THE TASK.
Copy the material below line for line, changing nothing.

[DATASET EXCERPTS start]

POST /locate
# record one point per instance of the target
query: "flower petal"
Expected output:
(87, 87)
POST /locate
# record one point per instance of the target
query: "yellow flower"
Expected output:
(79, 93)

[DATASET EXCERPTS end]

FULL OUTPUT.
POST /locate
# record one point per instance of the target
query: "flower petal"
Expected output:
(87, 87)
POST /locate
# record one point per instance of the target
query: "yellow flower"
Expected output:
(79, 93)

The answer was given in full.